--- Start EXERCISE INPUTS ---

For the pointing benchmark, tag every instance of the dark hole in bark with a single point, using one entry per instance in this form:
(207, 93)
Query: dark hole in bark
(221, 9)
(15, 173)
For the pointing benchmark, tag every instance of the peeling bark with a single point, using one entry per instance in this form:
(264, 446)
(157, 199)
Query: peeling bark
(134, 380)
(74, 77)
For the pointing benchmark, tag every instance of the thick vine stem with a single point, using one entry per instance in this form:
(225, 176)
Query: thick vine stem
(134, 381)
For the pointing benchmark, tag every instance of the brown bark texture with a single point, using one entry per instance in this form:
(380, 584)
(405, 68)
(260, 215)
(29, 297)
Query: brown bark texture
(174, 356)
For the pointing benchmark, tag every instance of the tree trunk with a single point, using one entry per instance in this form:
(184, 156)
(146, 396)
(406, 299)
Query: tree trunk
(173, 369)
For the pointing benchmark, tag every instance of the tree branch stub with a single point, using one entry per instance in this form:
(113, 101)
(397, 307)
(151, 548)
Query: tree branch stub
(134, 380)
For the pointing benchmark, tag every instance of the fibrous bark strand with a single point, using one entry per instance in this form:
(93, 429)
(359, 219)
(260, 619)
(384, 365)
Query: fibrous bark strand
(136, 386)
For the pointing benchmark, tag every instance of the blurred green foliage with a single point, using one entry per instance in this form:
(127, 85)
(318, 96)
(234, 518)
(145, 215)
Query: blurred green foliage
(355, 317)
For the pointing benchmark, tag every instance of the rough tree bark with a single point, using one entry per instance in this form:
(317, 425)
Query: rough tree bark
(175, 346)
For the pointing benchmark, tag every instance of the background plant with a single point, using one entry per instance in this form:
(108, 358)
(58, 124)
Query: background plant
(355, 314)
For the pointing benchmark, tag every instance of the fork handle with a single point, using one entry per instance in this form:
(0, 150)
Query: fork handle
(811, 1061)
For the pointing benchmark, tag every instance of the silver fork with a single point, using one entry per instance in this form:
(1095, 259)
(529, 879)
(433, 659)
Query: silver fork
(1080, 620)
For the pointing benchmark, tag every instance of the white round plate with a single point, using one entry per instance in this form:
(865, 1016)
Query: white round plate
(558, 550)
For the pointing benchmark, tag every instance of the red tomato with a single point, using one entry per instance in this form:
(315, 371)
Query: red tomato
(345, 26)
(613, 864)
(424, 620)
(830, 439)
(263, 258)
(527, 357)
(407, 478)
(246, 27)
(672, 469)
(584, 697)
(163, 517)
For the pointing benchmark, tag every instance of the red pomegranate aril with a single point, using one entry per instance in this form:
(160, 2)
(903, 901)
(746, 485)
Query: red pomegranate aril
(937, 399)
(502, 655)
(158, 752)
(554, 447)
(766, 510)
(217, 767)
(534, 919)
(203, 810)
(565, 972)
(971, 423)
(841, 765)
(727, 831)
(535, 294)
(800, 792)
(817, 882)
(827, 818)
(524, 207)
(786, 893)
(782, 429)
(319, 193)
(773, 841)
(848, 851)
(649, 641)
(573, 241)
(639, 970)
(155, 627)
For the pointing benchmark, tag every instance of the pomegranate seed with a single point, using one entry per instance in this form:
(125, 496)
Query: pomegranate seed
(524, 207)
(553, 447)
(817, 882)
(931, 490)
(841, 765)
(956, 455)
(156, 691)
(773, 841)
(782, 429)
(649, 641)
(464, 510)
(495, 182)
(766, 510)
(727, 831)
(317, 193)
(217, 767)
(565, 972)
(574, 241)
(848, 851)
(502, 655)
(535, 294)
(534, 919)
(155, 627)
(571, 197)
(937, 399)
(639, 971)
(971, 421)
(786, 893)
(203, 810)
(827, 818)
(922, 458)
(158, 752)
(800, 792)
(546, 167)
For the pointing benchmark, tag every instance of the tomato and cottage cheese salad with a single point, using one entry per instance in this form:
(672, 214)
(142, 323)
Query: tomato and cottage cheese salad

--- End EXERCISE INPUTS ---

# [GIVEN INSTRUCTION]
The listing above should be transcribed in full, exactly as written.

# [FINAL RESULT]
For the pointing benchmark, tag every instance of the dark hole in bark with a single point, using one entry per instance in this form:
(207, 93)
Query: dark hole in bark
(221, 9)
(15, 173)
For the pointing benchmark, tag every instance of the peeling bark with a single point, using one entry per instance in this form:
(264, 446)
(157, 199)
Query: peeling bark
(134, 380)
(74, 77)
For the pointing benchmark, tag every instance of the thick vine stem with a single point, using one entry per instance in this form:
(225, 176)
Query: thick vine stem
(134, 381)
For the pointing benchmark, tag every instance of the brown bark texture with a single point, using one entry per instance in this form:
(380, 584)
(405, 68)
(260, 215)
(29, 297)
Query: brown bark texture
(174, 356)
For the pointing benchmark, tag every instance of the tree trunk with a single point, using one entry per instance in this form:
(184, 156)
(146, 396)
(406, 299)
Query: tree trunk
(173, 369)
For the pointing benchmark, tag every instance of the tree branch stub with a single point, using one entry per instance in this form:
(113, 101)
(397, 307)
(151, 548)
Query: tree branch stub
(134, 380)
For the pointing benchmark, tag every instance of the fibrous bark strand with a single point, using one entry per instance in this form:
(93, 429)
(359, 219)
(260, 619)
(384, 365)
Query: fibrous bark strand
(136, 386)
For the pointing benchmark, tag every instance of the blurred green foliage with a single point, using one entry per instance in this form:
(127, 85)
(318, 96)
(234, 518)
(145, 215)
Query: blurred green foliage
(355, 317)
For the pointing benchmark, tag every instance of the rough tree bark with a single point, using one entry per instance in this form:
(317, 425)
Query: rough tree bark
(175, 346)
For the pointing benchmark, tag every instance of the background plant with a single point, using one entry per instance in this form:
(108, 358)
(58, 124)
Query: background plant
(355, 314)
For the pointing benchmark, tag every instance of the fork handle with a single point, using one entry per instance in this form:
(0, 150)
Query: fork handle
(811, 1061)
For the pointing benchmark, tag every instance of the silver fork with a single point, using one entry per instance in this form:
(1095, 259)
(529, 879)
(433, 659)
Query: silver fork
(1080, 620)
For the pointing benchmark, tag every instance of the white round plate with a single point, using one entry per instance in this form:
(865, 1016)
Query: white round plate
(558, 550)
For the pointing benchmark, tag every instance of the red tomato with a single point, using one entry per instance in this form:
(315, 371)
Query: red tomato
(345, 26)
(613, 864)
(424, 620)
(830, 439)
(263, 258)
(527, 357)
(407, 478)
(246, 27)
(672, 469)
(584, 697)
(163, 517)
For the pointing benchmark, tag every instance of the red pomegranate aril with a single point, using one entry per instance in this form:
(160, 2)
(903, 901)
(746, 485)
Query: red pomegranate aril
(937, 399)
(502, 655)
(158, 752)
(554, 447)
(766, 510)
(217, 767)
(534, 919)
(203, 810)
(565, 972)
(971, 423)
(841, 765)
(727, 831)
(535, 294)
(800, 792)
(817, 882)
(827, 818)
(524, 207)
(786, 893)
(782, 429)
(319, 193)
(773, 841)
(848, 851)
(649, 641)
(573, 241)
(639, 970)
(155, 627)
For the pointing benchmark, tag every instance of the pomegranate seed with a single point, using one entry per instance in this form:
(125, 496)
Query: pomegranate seed
(524, 207)
(553, 447)
(817, 882)
(931, 490)
(841, 765)
(956, 455)
(156, 691)
(773, 841)
(782, 429)
(649, 641)
(464, 510)
(495, 182)
(766, 510)
(727, 831)
(317, 193)
(217, 767)
(565, 972)
(574, 241)
(848, 851)
(502, 655)
(535, 294)
(534, 919)
(155, 627)
(571, 197)
(937, 399)
(639, 971)
(971, 421)
(786, 893)
(203, 810)
(827, 818)
(922, 458)
(158, 752)
(800, 792)
(546, 167)
For the pointing benchmark, tag every instance of the tomato and cottage cheese salad with a single point, using one entry per instance in this form:
(672, 214)
(142, 323)
Query: tomato and cottage cheese salad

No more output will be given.